» Activity:
Find each line of the material below in which the word "green" occurs, and return it.

==== Input material ====

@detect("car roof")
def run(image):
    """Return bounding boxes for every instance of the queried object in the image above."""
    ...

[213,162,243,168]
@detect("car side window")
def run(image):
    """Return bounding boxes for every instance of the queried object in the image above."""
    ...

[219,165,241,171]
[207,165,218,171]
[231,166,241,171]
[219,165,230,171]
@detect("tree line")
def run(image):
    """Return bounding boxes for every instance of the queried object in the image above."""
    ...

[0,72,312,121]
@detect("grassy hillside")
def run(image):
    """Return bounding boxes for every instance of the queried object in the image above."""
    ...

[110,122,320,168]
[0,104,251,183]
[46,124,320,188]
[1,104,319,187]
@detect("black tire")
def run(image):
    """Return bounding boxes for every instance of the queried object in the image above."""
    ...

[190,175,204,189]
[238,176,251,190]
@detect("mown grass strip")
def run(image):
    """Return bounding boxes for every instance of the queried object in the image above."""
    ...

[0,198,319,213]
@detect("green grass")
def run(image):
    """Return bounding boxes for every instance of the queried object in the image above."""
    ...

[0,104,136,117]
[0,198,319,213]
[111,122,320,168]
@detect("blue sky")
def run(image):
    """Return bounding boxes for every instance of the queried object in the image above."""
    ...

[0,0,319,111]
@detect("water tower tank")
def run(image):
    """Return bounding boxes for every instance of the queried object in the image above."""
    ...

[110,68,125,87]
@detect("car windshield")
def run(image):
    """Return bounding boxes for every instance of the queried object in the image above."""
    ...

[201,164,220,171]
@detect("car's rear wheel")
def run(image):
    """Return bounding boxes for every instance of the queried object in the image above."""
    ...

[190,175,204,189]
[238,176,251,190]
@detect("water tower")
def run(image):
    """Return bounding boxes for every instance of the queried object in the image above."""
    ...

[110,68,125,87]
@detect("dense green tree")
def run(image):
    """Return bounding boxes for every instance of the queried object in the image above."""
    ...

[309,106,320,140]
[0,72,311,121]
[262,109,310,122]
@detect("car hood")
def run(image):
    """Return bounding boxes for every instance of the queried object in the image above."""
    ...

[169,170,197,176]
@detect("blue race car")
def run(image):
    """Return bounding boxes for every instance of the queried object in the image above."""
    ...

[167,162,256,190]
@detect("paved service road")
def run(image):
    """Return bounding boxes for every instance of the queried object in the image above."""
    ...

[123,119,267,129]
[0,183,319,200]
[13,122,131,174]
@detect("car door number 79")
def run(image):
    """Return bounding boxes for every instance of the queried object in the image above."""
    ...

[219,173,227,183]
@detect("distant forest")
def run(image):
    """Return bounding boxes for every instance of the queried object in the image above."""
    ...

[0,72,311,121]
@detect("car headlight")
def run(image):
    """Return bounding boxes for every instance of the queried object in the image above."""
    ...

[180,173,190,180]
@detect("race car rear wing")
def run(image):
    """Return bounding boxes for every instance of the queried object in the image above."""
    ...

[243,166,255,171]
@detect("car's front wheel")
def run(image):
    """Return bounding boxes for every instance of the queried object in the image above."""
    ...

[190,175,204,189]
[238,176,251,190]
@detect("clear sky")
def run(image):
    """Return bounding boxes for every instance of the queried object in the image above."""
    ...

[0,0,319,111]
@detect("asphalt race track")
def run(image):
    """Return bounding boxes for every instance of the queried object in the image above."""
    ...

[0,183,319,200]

====
==== Input material ====

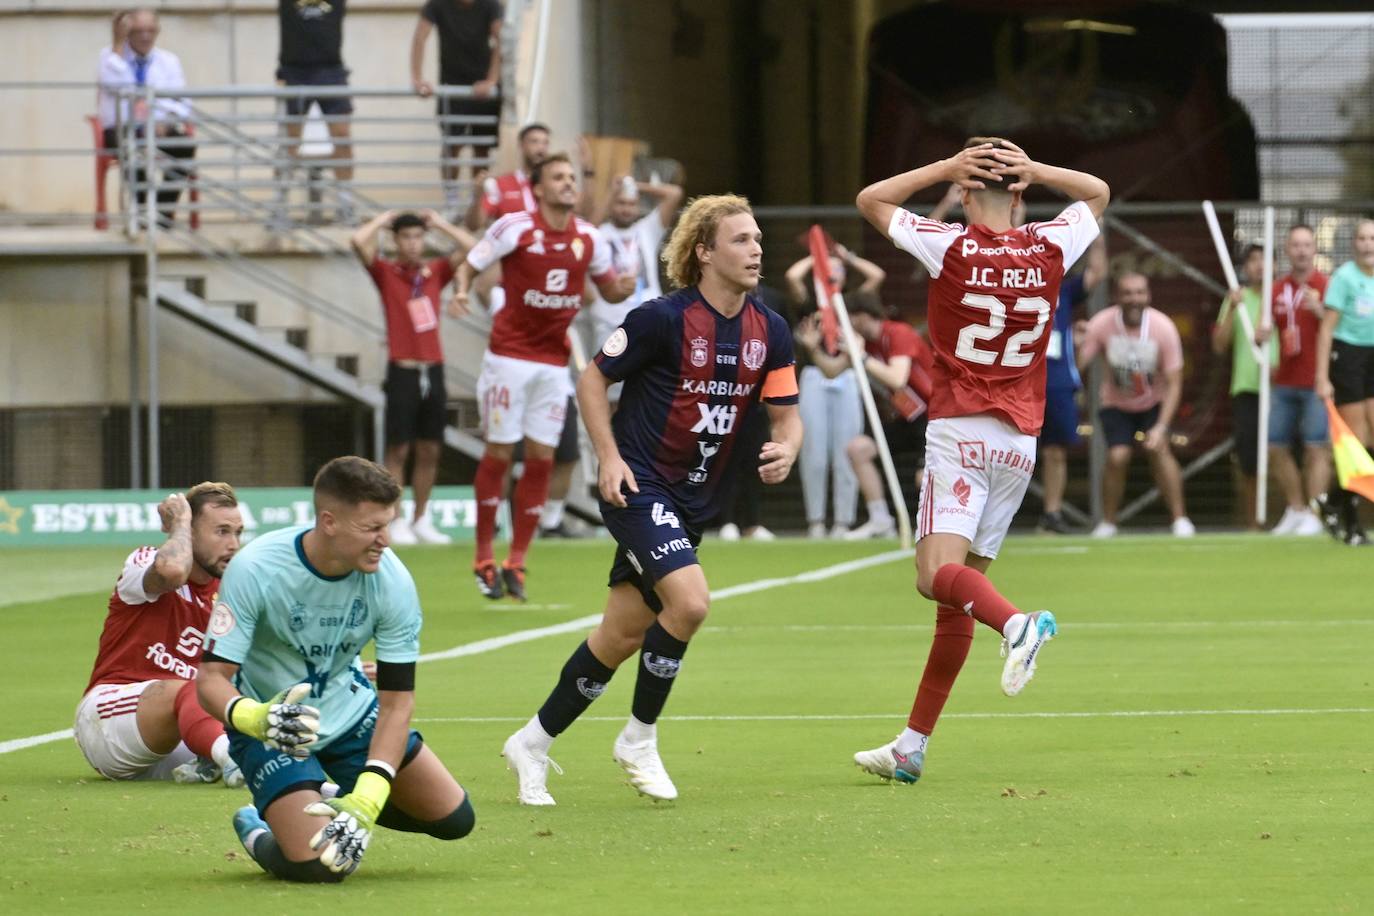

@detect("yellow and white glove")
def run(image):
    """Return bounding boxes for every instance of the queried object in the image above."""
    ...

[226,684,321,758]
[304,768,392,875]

====

» Solution:
@detect("green grass")
@detect("dense green tree")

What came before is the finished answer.